Challenge: Render all of the records below as a two-column CSV with the header row instruction,svg. Give each record one row: its text goes in the instruction field and its answer in the svg field, with each field quoted and every line break inside a field replaced by a space.

Information provided:
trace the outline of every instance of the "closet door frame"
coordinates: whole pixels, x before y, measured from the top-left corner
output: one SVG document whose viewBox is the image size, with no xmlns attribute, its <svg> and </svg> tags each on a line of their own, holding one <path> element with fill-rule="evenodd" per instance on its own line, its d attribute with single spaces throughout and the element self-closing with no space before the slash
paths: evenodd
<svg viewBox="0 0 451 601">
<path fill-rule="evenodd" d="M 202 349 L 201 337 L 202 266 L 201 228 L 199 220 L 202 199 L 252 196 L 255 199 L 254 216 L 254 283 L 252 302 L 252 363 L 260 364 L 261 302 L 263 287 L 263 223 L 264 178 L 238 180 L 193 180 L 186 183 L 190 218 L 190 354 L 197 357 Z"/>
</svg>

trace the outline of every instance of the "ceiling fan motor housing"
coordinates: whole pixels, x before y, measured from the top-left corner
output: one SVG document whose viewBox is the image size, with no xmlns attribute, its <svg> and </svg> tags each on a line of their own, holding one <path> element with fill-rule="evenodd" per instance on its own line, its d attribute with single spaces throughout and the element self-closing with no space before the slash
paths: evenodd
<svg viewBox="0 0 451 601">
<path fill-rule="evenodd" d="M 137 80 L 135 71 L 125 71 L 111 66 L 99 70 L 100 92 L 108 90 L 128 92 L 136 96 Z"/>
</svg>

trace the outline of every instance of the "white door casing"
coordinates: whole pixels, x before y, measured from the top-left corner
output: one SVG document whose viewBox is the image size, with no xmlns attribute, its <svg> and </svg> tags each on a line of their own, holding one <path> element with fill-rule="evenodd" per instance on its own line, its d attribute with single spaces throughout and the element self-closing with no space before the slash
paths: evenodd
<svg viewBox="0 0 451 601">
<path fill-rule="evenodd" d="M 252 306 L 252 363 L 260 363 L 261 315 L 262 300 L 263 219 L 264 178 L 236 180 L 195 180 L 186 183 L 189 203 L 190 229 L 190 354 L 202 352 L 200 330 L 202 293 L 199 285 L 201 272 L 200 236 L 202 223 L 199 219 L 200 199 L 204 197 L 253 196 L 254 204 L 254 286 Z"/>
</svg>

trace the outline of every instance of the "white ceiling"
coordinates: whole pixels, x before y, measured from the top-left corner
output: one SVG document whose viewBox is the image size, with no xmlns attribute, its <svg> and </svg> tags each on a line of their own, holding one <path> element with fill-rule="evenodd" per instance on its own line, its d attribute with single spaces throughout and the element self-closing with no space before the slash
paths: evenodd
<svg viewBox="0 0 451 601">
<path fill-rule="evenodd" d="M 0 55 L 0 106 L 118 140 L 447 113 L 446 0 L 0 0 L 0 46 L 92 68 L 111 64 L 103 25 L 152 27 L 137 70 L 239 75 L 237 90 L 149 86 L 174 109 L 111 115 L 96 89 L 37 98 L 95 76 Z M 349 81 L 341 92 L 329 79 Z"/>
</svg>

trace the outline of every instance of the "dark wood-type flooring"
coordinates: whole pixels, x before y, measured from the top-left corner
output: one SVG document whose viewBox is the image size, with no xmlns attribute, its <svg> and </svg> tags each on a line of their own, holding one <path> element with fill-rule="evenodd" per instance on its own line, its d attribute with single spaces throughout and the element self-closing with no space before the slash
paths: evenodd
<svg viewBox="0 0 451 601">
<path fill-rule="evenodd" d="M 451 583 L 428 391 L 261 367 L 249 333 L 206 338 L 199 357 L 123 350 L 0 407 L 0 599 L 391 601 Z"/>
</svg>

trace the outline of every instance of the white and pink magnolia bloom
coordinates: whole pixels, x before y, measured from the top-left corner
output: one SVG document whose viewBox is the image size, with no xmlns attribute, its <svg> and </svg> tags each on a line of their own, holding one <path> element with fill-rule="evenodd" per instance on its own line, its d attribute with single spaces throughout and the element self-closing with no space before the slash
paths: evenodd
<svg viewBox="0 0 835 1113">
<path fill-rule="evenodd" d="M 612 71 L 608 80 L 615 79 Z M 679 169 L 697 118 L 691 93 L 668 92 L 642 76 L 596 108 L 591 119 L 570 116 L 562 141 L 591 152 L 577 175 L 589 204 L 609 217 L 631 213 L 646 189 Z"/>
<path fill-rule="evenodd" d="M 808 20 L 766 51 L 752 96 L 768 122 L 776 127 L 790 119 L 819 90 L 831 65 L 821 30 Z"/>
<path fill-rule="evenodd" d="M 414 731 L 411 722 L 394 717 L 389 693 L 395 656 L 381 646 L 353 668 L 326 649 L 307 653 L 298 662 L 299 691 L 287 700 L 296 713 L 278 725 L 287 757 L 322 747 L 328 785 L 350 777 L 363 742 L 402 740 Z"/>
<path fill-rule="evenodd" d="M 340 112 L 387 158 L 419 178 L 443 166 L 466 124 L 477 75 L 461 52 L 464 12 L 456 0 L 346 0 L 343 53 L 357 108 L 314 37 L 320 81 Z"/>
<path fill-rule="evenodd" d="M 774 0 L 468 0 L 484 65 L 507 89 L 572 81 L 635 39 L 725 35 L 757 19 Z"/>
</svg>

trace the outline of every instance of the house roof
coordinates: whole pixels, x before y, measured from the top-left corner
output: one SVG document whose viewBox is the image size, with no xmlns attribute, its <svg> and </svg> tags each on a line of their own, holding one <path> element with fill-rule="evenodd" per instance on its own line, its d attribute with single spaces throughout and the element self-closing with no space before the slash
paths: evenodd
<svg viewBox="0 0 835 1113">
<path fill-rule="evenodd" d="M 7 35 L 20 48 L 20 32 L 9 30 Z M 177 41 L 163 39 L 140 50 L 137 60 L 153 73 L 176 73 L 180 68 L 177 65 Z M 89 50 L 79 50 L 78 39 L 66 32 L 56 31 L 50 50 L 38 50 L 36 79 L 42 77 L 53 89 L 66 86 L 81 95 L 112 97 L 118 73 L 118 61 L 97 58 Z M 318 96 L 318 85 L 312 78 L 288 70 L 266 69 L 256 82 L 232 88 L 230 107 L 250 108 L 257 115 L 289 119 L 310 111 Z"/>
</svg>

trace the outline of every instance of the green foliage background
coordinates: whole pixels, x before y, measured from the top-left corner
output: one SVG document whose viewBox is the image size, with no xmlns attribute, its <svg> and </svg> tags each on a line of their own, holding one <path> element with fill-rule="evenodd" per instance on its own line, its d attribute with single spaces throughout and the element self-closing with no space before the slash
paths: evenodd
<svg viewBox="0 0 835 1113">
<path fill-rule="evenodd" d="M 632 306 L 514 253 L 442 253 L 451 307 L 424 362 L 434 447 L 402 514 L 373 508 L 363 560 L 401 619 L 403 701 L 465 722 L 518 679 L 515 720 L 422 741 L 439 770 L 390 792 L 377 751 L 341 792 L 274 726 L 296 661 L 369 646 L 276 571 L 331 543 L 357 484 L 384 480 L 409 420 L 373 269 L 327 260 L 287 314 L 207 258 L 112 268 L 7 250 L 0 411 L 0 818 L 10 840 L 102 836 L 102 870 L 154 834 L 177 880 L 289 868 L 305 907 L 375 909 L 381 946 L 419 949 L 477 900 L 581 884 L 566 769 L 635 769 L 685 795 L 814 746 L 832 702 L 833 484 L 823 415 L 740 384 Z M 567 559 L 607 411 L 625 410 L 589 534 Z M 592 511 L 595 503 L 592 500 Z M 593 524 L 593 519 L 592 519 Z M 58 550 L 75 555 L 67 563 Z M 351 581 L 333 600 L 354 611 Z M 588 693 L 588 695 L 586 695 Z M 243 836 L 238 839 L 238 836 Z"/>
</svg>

Worked solution:
instruction,svg
"trace the outline of every instance of the ""closet door frame"" coordinates: whole pixels, x before y, measured from the top-left corner output: one SVG document whose viewBox is the image size, with no xmlns attribute, its <svg> and </svg> tags each on a line of their own, holding one <path> element with fill-rule=""evenodd"" per instance on its own line, its d attribute with single spaces throughout and the element self-closing with no space before the slash paths: evenodd","<svg viewBox=""0 0 451 601""> <path fill-rule=""evenodd"" d=""M 202 349 L 201 337 L 202 266 L 201 228 L 199 220 L 202 199 L 252 196 L 255 199 L 254 216 L 254 283 L 252 302 L 252 363 L 260 364 L 261 302 L 263 287 L 263 223 L 264 178 L 238 180 L 193 180 L 186 183 L 190 218 L 190 354 L 197 357 Z""/> </svg>"
"trace the outline of every instance of the ""ceiling fan motor housing"" coordinates: whole pixels, x before y, measured from the top-left corner output: one SVG document whose viewBox is the image size, with no xmlns attribute, its <svg> and </svg> tags each on a line of their own, holding one <path> element with fill-rule=""evenodd"" per instance on its own line, its d attribute with single spaces throughout and the element self-closing with no space before the slash paths: evenodd","<svg viewBox=""0 0 451 601""> <path fill-rule=""evenodd"" d=""M 137 80 L 135 71 L 125 71 L 111 66 L 99 70 L 100 92 L 108 90 L 128 92 L 136 96 Z""/> </svg>"
"trace the outline of every instance of the ""white door casing"" coordinates: whole pixels, x before y, measured from the top-left corner output: one SVG document whose viewBox is the image size, with no xmlns attribute, its <svg> and </svg> tags each on a line of their own, holding one <path> element with fill-rule=""evenodd"" per instance on its own line, its d attribute with single spaces throughout and the element self-closing with no space before the slash paths: evenodd","<svg viewBox=""0 0 451 601""> <path fill-rule=""evenodd"" d=""M 252 306 L 252 363 L 260 363 L 261 315 L 262 300 L 263 219 L 264 178 L 236 180 L 195 180 L 186 183 L 189 203 L 190 229 L 190 354 L 202 352 L 200 330 L 202 293 L 199 285 L 201 272 L 200 236 L 202 223 L 199 219 L 200 199 L 204 197 L 253 196 L 254 204 L 254 286 Z""/> </svg>"
"trace the outline of every instance of the ""white ceiling"" coordinates: whole pixels, x before y, measured from the top-left corner output: one SVG document whose viewBox is the image size, with no xmlns attribute, its <svg> and </svg> tags each on a line of their own, holding one <path> element with fill-rule=""evenodd"" per instance on its own line, its d attribute with single spaces throughout and the element self-closing with no space before the slash paths: evenodd","<svg viewBox=""0 0 451 601""> <path fill-rule=""evenodd"" d=""M 0 55 L 0 106 L 118 140 L 447 113 L 446 0 L 0 0 L 0 46 L 92 68 L 111 64 L 103 25 L 152 27 L 137 70 L 239 75 L 237 90 L 149 86 L 174 109 L 111 115 L 96 89 L 37 98 L 95 76 Z M 349 81 L 341 92 L 329 79 Z""/> </svg>"
"trace the outline of every instance of the ""dark wood-type flooring"" coordinates: whole pixels, x before y, measured from the top-left corner output: one SVG document whose viewBox is the image size, with no xmlns attribute, its <svg> and </svg> tags each on a line of their own, holding one <path> element with fill-rule=""evenodd"" per instance on its own line, its d attribute with single spaces throughout and the element self-closing with no space before the slash paths: evenodd","<svg viewBox=""0 0 451 601""> <path fill-rule=""evenodd"" d=""M 451 583 L 428 391 L 261 367 L 249 333 L 206 338 L 199 357 L 123 350 L 0 407 L 0 599 L 391 601 Z""/> </svg>"
"trace the outline of every instance of the white and pink magnolia bloom coordinates: whole pixels, x before y, measured from the top-left corner output: one SVG document whose viewBox is the image size, with no xmlns attribute, its <svg> and </svg> tags each on a line of their own, holding one <path> element with fill-rule=""evenodd"" per instance on its own line, its d attribute with single spaces throughout and the element self-closing with no space before the slash paths: evenodd","<svg viewBox=""0 0 835 1113""> <path fill-rule=""evenodd"" d=""M 612 71 L 608 80 L 615 79 Z M 679 169 L 697 118 L 691 93 L 668 92 L 642 76 L 596 108 L 591 119 L 570 116 L 562 141 L 591 152 L 577 175 L 589 204 L 609 217 L 631 213 L 646 189 Z""/> <path fill-rule=""evenodd"" d=""M 808 20 L 766 51 L 752 96 L 768 122 L 776 127 L 790 119 L 819 90 L 831 65 L 821 30 Z""/> <path fill-rule=""evenodd"" d=""M 414 731 L 411 722 L 394 717 L 389 693 L 395 656 L 381 646 L 353 668 L 326 649 L 307 653 L 298 662 L 299 691 L 287 700 L 296 713 L 278 725 L 287 757 L 322 747 L 328 785 L 350 777 L 363 742 L 402 740 Z""/> <path fill-rule=""evenodd"" d=""M 340 112 L 387 158 L 419 178 L 443 166 L 466 124 L 477 75 L 461 52 L 464 12 L 456 0 L 346 0 L 343 53 L 357 108 L 314 37 L 320 81 Z""/> <path fill-rule=""evenodd"" d=""M 774 0 L 468 0 L 484 65 L 507 89 L 572 81 L 635 39 L 725 35 L 757 19 Z""/> </svg>"
"trace the outline of every instance of the house roof coordinates: whole pixels, x before y, measured from the top-left corner output: one SVG document whose viewBox is the image size, with no xmlns attribute, its <svg> and </svg> tags each on a line of their own, holding one <path> element with fill-rule=""evenodd"" per instance on its own line, its d attribute with single spaces throughout and the element self-closing with no space before the slash paths: evenodd","<svg viewBox=""0 0 835 1113""> <path fill-rule=""evenodd"" d=""M 7 35 L 20 48 L 20 32 L 9 30 Z M 177 41 L 163 39 L 140 50 L 137 60 L 153 73 L 176 73 L 180 68 L 177 65 Z M 89 50 L 79 50 L 78 39 L 66 32 L 56 31 L 50 50 L 38 50 L 36 79 L 42 77 L 53 89 L 66 86 L 81 95 L 112 97 L 118 73 L 118 61 L 97 58 Z M 318 96 L 318 85 L 312 78 L 288 70 L 266 69 L 256 82 L 232 88 L 230 107 L 250 108 L 257 115 L 289 119 L 310 111 Z""/> </svg>"
"trace the outline of every instance of the green foliage background coordinates: whole pixels, x before y, measured from the top-left corner output: one SVG document whose viewBox is the image size, with no xmlns attribute, its <svg> and </svg> tags each on a line of their own, holding one <path> element with fill-rule=""evenodd"" per instance on its own line, its d attribute with single spaces throughout and the element self-closing with no space before the slash paths: evenodd","<svg viewBox=""0 0 835 1113""> <path fill-rule=""evenodd"" d=""M 632 306 L 514 253 L 442 253 L 451 307 L 424 362 L 434 447 L 402 514 L 373 508 L 363 560 L 401 619 L 403 701 L 465 722 L 518 679 L 515 720 L 422 741 L 439 770 L 390 792 L 377 751 L 341 792 L 274 726 L 296 661 L 369 646 L 276 571 L 331 543 L 357 484 L 384 480 L 409 420 L 373 269 L 327 260 L 287 314 L 207 258 L 112 268 L 7 250 L 0 411 L 0 818 L 10 840 L 102 836 L 102 870 L 154 834 L 177 880 L 289 868 L 305 907 L 375 909 L 381 946 L 419 949 L 477 900 L 581 884 L 566 769 L 635 769 L 685 795 L 814 746 L 832 702 L 833 484 L 823 415 L 740 384 Z M 567 559 L 607 411 L 625 410 L 589 534 Z M 592 511 L 595 503 L 592 500 Z M 593 524 L 593 519 L 592 519 Z M 58 550 L 75 555 L 67 563 Z M 351 581 L 333 600 L 354 611 Z M 588 693 L 588 695 L 586 695 Z M 243 836 L 238 839 L 238 836 Z""/> </svg>"